---------- Task material

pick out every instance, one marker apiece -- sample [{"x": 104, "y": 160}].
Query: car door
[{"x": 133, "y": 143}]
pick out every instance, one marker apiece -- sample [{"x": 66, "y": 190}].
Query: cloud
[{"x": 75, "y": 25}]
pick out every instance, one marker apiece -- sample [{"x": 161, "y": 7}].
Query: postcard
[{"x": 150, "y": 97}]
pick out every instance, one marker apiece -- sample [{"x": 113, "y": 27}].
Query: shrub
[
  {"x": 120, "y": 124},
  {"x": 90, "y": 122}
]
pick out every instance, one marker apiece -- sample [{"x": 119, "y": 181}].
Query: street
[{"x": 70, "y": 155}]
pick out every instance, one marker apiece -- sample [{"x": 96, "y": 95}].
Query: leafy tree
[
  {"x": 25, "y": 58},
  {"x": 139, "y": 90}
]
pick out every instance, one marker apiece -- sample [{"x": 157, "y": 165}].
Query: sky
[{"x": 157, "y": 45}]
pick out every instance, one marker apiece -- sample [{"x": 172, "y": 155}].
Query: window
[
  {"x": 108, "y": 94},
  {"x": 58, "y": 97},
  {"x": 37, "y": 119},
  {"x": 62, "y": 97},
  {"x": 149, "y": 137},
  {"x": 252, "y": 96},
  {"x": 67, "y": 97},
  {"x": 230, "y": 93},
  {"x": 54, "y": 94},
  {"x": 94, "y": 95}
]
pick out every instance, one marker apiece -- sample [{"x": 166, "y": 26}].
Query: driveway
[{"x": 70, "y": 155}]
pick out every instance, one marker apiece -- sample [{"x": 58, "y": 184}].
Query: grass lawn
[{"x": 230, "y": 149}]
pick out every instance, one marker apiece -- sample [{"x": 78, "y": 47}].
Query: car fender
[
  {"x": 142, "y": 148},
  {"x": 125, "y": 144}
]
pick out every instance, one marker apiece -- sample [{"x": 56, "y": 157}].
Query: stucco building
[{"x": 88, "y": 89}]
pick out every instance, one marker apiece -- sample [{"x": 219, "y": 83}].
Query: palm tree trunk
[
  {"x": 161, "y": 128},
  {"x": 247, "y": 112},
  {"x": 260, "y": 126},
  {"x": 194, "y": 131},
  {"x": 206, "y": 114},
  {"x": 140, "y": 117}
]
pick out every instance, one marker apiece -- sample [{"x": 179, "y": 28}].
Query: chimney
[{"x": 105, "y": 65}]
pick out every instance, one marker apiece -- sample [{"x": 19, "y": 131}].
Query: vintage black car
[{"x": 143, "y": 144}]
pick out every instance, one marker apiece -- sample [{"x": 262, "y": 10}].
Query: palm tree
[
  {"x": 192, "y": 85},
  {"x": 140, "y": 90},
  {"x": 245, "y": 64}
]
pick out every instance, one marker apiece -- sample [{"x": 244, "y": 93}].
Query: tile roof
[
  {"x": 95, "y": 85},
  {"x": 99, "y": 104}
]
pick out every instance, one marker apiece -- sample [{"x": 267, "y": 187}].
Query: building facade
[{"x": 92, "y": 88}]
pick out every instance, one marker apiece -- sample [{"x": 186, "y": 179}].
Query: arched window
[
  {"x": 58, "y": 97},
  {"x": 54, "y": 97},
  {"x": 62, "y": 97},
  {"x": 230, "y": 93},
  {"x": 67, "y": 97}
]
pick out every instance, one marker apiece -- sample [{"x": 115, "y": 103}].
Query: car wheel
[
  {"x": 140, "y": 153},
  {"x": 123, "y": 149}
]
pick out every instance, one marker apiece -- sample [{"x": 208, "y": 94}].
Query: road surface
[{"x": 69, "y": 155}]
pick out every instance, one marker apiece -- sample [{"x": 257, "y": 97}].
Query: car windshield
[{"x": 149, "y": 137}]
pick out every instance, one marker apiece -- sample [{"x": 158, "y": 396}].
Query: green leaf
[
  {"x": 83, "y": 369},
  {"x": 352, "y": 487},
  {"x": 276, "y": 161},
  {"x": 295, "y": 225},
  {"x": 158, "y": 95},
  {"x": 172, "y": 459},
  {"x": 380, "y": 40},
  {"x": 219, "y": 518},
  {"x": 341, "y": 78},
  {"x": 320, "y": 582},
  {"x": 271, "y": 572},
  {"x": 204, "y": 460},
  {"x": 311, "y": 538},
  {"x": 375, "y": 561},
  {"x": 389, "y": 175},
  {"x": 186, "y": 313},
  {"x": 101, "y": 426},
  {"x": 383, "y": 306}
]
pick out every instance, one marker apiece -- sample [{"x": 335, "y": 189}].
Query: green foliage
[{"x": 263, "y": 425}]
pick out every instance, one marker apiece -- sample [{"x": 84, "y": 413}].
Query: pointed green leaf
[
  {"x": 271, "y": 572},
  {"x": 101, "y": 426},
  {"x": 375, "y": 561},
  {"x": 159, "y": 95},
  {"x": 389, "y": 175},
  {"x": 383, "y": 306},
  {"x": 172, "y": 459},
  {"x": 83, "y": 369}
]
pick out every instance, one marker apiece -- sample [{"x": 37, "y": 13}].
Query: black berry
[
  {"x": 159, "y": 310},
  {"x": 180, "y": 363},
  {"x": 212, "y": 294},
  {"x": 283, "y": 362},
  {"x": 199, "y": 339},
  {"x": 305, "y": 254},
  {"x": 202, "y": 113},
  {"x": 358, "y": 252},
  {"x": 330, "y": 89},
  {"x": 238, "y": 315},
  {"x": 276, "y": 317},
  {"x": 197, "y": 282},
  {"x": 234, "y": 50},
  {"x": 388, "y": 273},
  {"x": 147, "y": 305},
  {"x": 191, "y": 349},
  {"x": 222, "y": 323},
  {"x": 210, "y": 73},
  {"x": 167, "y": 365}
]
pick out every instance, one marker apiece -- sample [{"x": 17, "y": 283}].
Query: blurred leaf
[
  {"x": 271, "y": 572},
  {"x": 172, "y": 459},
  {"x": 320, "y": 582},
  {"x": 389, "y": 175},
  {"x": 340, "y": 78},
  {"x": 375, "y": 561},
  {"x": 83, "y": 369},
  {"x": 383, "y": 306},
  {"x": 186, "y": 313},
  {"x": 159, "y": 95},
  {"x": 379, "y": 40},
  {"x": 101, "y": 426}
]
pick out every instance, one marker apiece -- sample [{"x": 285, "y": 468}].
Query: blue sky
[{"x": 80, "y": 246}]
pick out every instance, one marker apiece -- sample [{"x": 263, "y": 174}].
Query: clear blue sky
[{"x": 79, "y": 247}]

--------------------

> What the task asks
Reproduce the listing above verbatim, from first line to last.

> Result for this task
pick out every instance, one marker apiece -- sample [{"x": 104, "y": 160}].
Query: car door
[{"x": 133, "y": 143}]
pick out every instance, one marker apiece -- sample [{"x": 66, "y": 190}].
Query: cloud
[{"x": 75, "y": 25}]
pick out every instance, one marker apiece -- sample [{"x": 161, "y": 7}].
Query: postcard
[{"x": 150, "y": 97}]
pick out every instance, one marker apiece -- sample [{"x": 113, "y": 27}].
Query: shrub
[
  {"x": 120, "y": 124},
  {"x": 90, "y": 122}
]
pick out every instance, one marker apiece -- sample [{"x": 119, "y": 181}].
Query: street
[{"x": 70, "y": 155}]
pick out every instance, one marker apiece -- sample [{"x": 96, "y": 95}].
Query: leafy tree
[
  {"x": 25, "y": 58},
  {"x": 139, "y": 90}
]
pick out every instance, one marker apiece -- sample [{"x": 157, "y": 165}].
Query: sky
[{"x": 157, "y": 45}]
pick out every instance, one marker apiece -- sample [{"x": 172, "y": 155}].
Query: window
[
  {"x": 108, "y": 94},
  {"x": 58, "y": 97},
  {"x": 37, "y": 119},
  {"x": 62, "y": 97},
  {"x": 149, "y": 137},
  {"x": 252, "y": 96},
  {"x": 67, "y": 97},
  {"x": 230, "y": 93},
  {"x": 54, "y": 94},
  {"x": 94, "y": 95}
]
pick out every instance, one marker apiece -- sample [{"x": 166, "y": 26}].
Query: driveway
[{"x": 70, "y": 155}]
pick out every instance, one marker apiece -- sample [{"x": 58, "y": 184}].
Query: grass lawn
[{"x": 230, "y": 149}]
pick out every instance, one marker apiece -- sample [{"x": 78, "y": 47}].
Query: car fender
[
  {"x": 142, "y": 148},
  {"x": 125, "y": 144}
]
pick out every instance, one marker apiece -- sample [{"x": 56, "y": 157}].
Query: stucco building
[{"x": 88, "y": 89}]
pick out every instance, one marker apiece -- sample [{"x": 219, "y": 83}].
Query: palm tree trunk
[
  {"x": 161, "y": 128},
  {"x": 247, "y": 112},
  {"x": 260, "y": 126},
  {"x": 194, "y": 131},
  {"x": 206, "y": 114},
  {"x": 140, "y": 117}
]
pick out every instance, one marker apiece -- sample [{"x": 179, "y": 28}].
Query: chimney
[{"x": 105, "y": 65}]
pick out every instance, one marker apiece -- sample [{"x": 19, "y": 131}].
Query: vintage black car
[{"x": 143, "y": 144}]
pick out every instance, one marker apiece -- sample [{"x": 262, "y": 10}].
Query: palm tree
[
  {"x": 192, "y": 85},
  {"x": 140, "y": 90},
  {"x": 245, "y": 64}
]
pick out every instance, one marker apiece -- sample [{"x": 244, "y": 93}].
Query: tile roof
[
  {"x": 95, "y": 85},
  {"x": 99, "y": 104}
]
pick out every instance, one marker apiece -- sample [{"x": 267, "y": 187}].
Query: building facade
[{"x": 92, "y": 88}]
pick out every instance, one marker apiece -- sample [{"x": 186, "y": 179}].
Query: arched window
[
  {"x": 58, "y": 97},
  {"x": 54, "y": 97},
  {"x": 62, "y": 97},
  {"x": 230, "y": 93},
  {"x": 67, "y": 97}
]
pick out every instance, one marker apiece -- sample [{"x": 115, "y": 103}].
Query: car wheel
[
  {"x": 140, "y": 153},
  {"x": 123, "y": 149}
]
pick out every instance, one marker apiece -- sample [{"x": 208, "y": 94}].
Query: road surface
[{"x": 69, "y": 155}]
pick out every instance, one marker apiece -- sample [{"x": 257, "y": 97}].
Query: car windshield
[{"x": 149, "y": 137}]
pick out every instance, one marker apiece -- sample [{"x": 158, "y": 396}].
Query: green leaf
[
  {"x": 83, "y": 369},
  {"x": 352, "y": 487},
  {"x": 276, "y": 161},
  {"x": 295, "y": 225},
  {"x": 158, "y": 95},
  {"x": 172, "y": 459},
  {"x": 380, "y": 40},
  {"x": 219, "y": 518},
  {"x": 341, "y": 78},
  {"x": 320, "y": 582},
  {"x": 271, "y": 572},
  {"x": 204, "y": 460},
  {"x": 311, "y": 538},
  {"x": 375, "y": 561},
  {"x": 389, "y": 175},
  {"x": 186, "y": 313},
  {"x": 101, "y": 426},
  {"x": 383, "y": 306}
]
pick out every instance, one marker apiece -- sample [{"x": 335, "y": 189}].
Query: green foliage
[{"x": 263, "y": 425}]
pick out every instance, one marker apiece -- sample [{"x": 84, "y": 413}].
Query: pointed green leaf
[
  {"x": 271, "y": 572},
  {"x": 101, "y": 426},
  {"x": 375, "y": 561},
  {"x": 159, "y": 95},
  {"x": 389, "y": 175},
  {"x": 383, "y": 306},
  {"x": 172, "y": 459},
  {"x": 83, "y": 369}
]
pick out every instance, one marker apiece -- sample [{"x": 37, "y": 13}].
Query: black berry
[
  {"x": 159, "y": 310},
  {"x": 180, "y": 363},
  {"x": 212, "y": 294},
  {"x": 283, "y": 362},
  {"x": 199, "y": 339},
  {"x": 305, "y": 254},
  {"x": 202, "y": 113},
  {"x": 358, "y": 252},
  {"x": 330, "y": 89},
  {"x": 238, "y": 315},
  {"x": 276, "y": 317},
  {"x": 197, "y": 282},
  {"x": 234, "y": 50},
  {"x": 388, "y": 273},
  {"x": 147, "y": 305},
  {"x": 191, "y": 349},
  {"x": 222, "y": 323},
  {"x": 210, "y": 73},
  {"x": 167, "y": 365}
]
pick out every instance, one marker apiece -- sample [{"x": 17, "y": 283}].
Query: blurred leaf
[
  {"x": 271, "y": 572},
  {"x": 172, "y": 459},
  {"x": 320, "y": 582},
  {"x": 389, "y": 175},
  {"x": 340, "y": 78},
  {"x": 375, "y": 561},
  {"x": 83, "y": 369},
  {"x": 383, "y": 306},
  {"x": 186, "y": 313},
  {"x": 159, "y": 95},
  {"x": 379, "y": 40},
  {"x": 101, "y": 426}
]
pick out every instance, one marker apiece -- sample [{"x": 285, "y": 468}].
Query: blue sky
[{"x": 80, "y": 246}]
pick out every instance, one marker apiece -- sample [{"x": 263, "y": 174}].
Query: clear blue sky
[{"x": 79, "y": 247}]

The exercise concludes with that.